GIVEN PROBLEM 1 —
In the passage on the applicant's grounds, on what date was the hearing of the review application listed?
GIVEN PROBLEM 2 —
Please transcribe the passage on the applicant's grounds between "Consideration of the" and "352 at [90]-[91].", inclusive.
GIVEN PROBLEM 3 —
Write the next part of the passage on the applicant's grounds, following on from its final sentence.

-- BEGIN SOURCE PASSAGE --

Consideration of the applicant’s grounds
Issues raised by the applicant’s ground and the parties’ submissions
While the applicant has sought judicial review of the confirmation decision, the Minister considered it appropriate to also address the validity of the dismissal decision. I agree that it is open, in reviewing the confirmation decision, to consider the validity of the dismissal decision. This is because the Tribunal’s power to make the confirmation decision only arises if the dismissal decision made by the Tribunal was valid: see, for example: CYB18 v Minister for Home Affairs [2020] FCCA 819 at [88]; CRE21 v Minister for Immigration, Citizenship and Multicultural Affairs [2023] FedCFamC2G 352 at [90]-[91].
The gist of the applicant’s complaint is that he believes he was not notified of the dismissal decision. In his affidavit filed on 23 May 2018, the applicant deposed at [10]:
… A hearing of the review application was listed before the Second Respondent on 5 April 2018 and I did not attend that hearing. My application for review was accordingly dismissed under section 362B(1A)(b), of the Migration Act 1958. Though I did receive a notification informing me that the review application was listed for a hearing on 5 April 2018, I did not receive any written statement setting out the decision made on 5 April 2018, and the reasons for that decision in accordance with s362C(5) of the Migration Act. At the relevant time, I was represented by Ms Anu Bista, my Migration Agent. I have since made enquiries with my Migration Agent and I have been informed by my Migration Agent that he has at no time from 5 April 2018 up until 26 April 2018, received any communication from the Second Respondent on my behalf, notifying of the dismissal decision made by the Second Respondent on 5 April 2018.

-- END SOURCE PASSAGE --
-- BEGIN DATA SHOWN --

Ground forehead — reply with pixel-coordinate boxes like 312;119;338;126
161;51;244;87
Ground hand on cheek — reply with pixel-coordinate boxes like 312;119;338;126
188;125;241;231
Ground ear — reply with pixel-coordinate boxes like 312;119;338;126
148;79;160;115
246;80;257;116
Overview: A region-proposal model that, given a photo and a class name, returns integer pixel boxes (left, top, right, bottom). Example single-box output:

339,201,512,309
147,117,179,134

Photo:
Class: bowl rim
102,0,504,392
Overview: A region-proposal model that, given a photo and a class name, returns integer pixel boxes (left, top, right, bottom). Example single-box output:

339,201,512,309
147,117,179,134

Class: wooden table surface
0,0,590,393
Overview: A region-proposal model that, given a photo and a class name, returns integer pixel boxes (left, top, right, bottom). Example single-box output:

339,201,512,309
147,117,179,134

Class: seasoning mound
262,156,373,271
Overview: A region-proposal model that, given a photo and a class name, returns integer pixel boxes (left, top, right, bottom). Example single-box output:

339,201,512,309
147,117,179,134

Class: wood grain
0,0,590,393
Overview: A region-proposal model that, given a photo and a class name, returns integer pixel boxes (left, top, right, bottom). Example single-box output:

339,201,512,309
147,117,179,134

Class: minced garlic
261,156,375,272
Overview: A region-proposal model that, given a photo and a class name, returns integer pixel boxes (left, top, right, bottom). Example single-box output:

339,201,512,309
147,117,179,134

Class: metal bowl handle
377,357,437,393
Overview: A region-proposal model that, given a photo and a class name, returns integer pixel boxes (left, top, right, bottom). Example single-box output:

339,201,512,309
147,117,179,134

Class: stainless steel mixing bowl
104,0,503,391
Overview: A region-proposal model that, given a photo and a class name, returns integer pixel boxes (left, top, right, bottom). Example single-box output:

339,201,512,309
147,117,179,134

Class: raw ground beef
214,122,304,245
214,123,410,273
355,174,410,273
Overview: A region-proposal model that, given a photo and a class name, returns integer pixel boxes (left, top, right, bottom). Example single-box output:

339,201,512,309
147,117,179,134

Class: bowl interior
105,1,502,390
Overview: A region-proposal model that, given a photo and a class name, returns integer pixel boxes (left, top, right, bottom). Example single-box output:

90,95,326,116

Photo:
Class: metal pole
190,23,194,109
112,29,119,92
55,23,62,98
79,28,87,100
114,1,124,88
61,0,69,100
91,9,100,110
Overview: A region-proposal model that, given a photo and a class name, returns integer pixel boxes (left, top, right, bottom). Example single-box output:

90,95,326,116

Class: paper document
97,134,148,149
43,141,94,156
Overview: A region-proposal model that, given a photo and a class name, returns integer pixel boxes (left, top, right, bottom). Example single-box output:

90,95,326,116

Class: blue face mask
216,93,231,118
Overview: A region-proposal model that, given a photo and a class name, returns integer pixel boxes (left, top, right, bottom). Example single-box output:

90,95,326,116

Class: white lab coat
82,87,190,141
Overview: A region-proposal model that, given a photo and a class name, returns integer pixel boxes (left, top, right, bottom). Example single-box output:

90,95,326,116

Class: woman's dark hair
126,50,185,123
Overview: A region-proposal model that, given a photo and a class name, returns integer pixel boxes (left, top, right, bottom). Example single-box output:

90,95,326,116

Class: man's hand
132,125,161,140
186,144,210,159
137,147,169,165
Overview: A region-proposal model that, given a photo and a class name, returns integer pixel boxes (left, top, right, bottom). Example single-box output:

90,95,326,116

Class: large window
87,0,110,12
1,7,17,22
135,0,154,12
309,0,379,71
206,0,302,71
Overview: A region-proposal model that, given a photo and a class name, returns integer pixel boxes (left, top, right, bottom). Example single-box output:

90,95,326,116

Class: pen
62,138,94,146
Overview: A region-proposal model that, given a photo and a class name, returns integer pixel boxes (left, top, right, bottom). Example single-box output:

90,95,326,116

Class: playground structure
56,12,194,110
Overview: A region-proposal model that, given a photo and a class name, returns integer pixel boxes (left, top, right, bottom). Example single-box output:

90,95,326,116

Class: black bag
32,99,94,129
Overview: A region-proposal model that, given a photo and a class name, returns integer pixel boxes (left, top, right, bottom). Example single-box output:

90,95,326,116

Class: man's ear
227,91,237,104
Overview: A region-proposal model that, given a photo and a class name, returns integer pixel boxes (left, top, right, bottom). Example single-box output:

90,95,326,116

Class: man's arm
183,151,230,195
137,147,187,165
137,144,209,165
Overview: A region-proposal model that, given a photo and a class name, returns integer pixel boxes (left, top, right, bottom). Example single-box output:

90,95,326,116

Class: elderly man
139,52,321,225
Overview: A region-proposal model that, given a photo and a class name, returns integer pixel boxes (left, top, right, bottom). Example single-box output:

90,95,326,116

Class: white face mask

-- END DATA SHOWN --

EXERCISE RESULT 1 —
5 April 2018

EXERCISE RESULT 2 —
Consideration of the applicant’s grounds
Issues raised by the applicant’s ground and the parties’ submissions
While the applicant has sought judicial review of the confirmation decision, the Minister considered it appropriate to also address the validity of the dismissal decision. I agree that it is open, in reviewing the confirmation decision, to consider the validity of the dismissal decision. This is because the Tribunal’s power to make the confirmation decision only arises if the dismissal decision made by the Tribunal was valid: see, for example: CYB18 v Minister for Home Affairs [2020] FCCA 819 at [88]; CRE21 v Minister for Immigration, Citizenship and Multicultural Affairs [2023] FedCFamC2G 352 at [90]-[91].

EXERCISE RESULT 3 —
In his oral submissions at the hearing, the applicant initially submitted that he did not receive messages or notice about the hearing and therefore did not attend. The applicant also submitted that he was not given a written statement of the dismissal decision or told that he could seek reinstatement of his application. When I referred the applicant to his affidavit and invited him to comment on any inconsistency between his evidence that he had received the notification advising him that the hearing would take place on 5 April 2018 and his submission that he did not receive notification of the hearing, the applicant confirmed that he had received the hearing notice and meant to say that he did not receive notification of the dismissal decision.
Based on the way in which the applicant has articulated his case to this Court, the critical issue for the Court’s consideration is whether the applicant was properly notified of the Tribunal’s dismissal decision.
Was the dismissal decision valid?
It is, however, convenient to first briefly address the Minister’s submissions on the validity of the dismissal decision as, chronologically, the dismissal decision came before the notification of that decision.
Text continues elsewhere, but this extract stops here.